◆ SET EXERCISE 1 ◆
Present the records from the line containing "Annotate concrete curb with boxes." down through the line containing "[49,294,69,326]" as a Markdown table. Use the columns Row, holding a row number, and Line, holding the line itself, and leave out any blank lines.

◆ EXTRACT PROVIDED ◆

1992 Sydney Grammar School Paper: Triangle geometry problem (1 Viewer)

asianese · Jul 6, 2012

8c) Last question
(c) The lengths of the sides of a triangle forman arithmetic progression and the largest angle of the triangle exceeds the smallest by 90◦. Find the ratio of the lengths of the sides.

What I've got so far:

a, b, c are in arithmetric series, so

$c-b=b-a \\a+c=2b$

And if the largest angle exceeds the smallest by 90, then

$\gamma = 90+\alpha\\ $In a triangle$ \;\; \alpha+\beta+\gamma=180 \\ \alpha+\beta+90+\alpha=180 \\ \beta=90-2\alpha$

Using sine rule

$\frac{a}{\sin\alpha}=\frac{b}{\sin\beta}=\frac{c}{\sin\gamma}=\frac{c}{\cos\alpha}\\ $Taking$ \;\; \frac{a}{\sin\alpha}=\frac{c}{\cos\alpha},\\ \frac{a}{c}=\tan\alpha$

$$Taking$ \;\; \frac{a}{\sin\alpha}=\frac{b}{\sin\beta}\\ \frac{2b-c}{\sin\alpha}=\frac{b}{\sin\beta}\\ \frac{2b}{\sin\alpha}-\frac{b}{\sin\beta}=\frac{c}{\sin\alpha}\\ $Using$ \;\; \beta=90-2\alpha , \\ b(\frac{2}{\sin\alpha}-\frac{1}{\sin{(90-2\alpha)}}=\frac{c}{\sin\alpha}\\ b(\frac{2}{\sin\alpha}-\frac{1}{\cos{2\alpha}})=\frac{c}{\sin\alpha}\\ \frac{b}{c}=\frac{\cos{2\alpha}}{2\cos{2\alpha}-\sin\alpha}$

$$Taking$ \;\; \frac{a}{\sin\alpha}=\frac{b}{\sin\beta}\\ \frac{a}{b}=\frac{\sin \alpha}{\sin \beta}=\frac{\sin \alpha}{\cos 2\alpha}$
Any help is appreciated. I don't know where I'm going with this lol. I generally hate geometry but this seemed like a fun problem.

Fus Ro Dah · Jul 6, 2012

Assuming your working is correct, a/b = tan alpha and a/c = tan alpha, so a/b = a/c, so b = c.

◆ INFORMATION PROVIDED ◆
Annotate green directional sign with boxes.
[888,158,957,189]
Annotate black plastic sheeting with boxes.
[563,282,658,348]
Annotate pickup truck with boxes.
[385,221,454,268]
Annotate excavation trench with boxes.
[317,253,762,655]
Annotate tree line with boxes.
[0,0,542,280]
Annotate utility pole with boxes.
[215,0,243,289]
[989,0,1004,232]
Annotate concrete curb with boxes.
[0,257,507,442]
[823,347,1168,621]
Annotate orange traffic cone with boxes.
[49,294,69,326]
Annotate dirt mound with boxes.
--
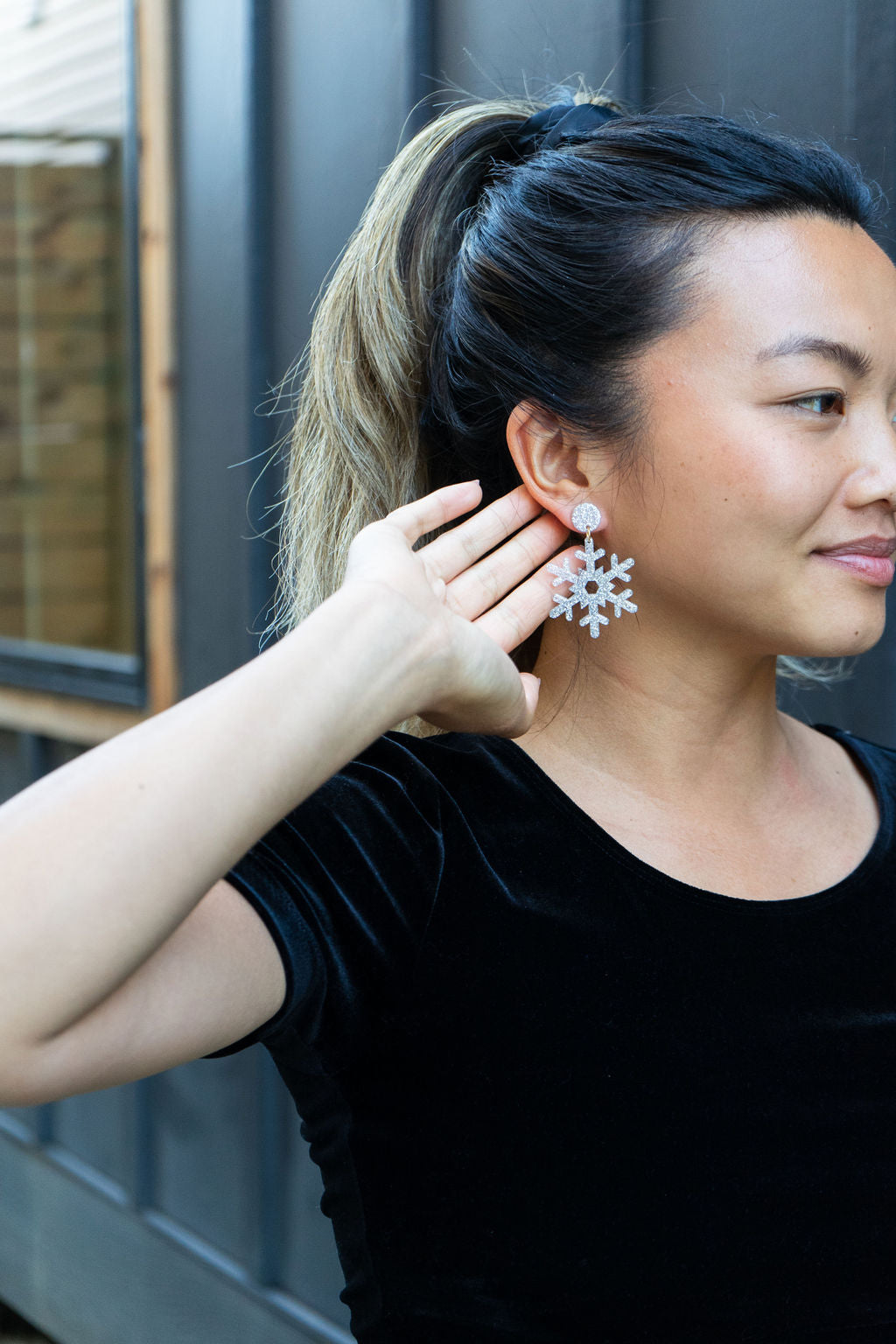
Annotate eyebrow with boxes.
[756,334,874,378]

◆ SET EXERCISE 2 ◆
According to the forum thread, by how many degrees does the largest angle of the triangle exceed the smallest?

◆ REPLY 1 ◆
| Row | Line |
|---|---|
| 1 | Annotate concrete curb with boxes. |
| 2 | [0,257,507,442] |
| 3 | [823,347,1168,621] |
| 4 | Annotate orange traffic cone with boxes. |
| 5 | [49,294,69,326] |

◆ REPLY 2 ◆
90 degrees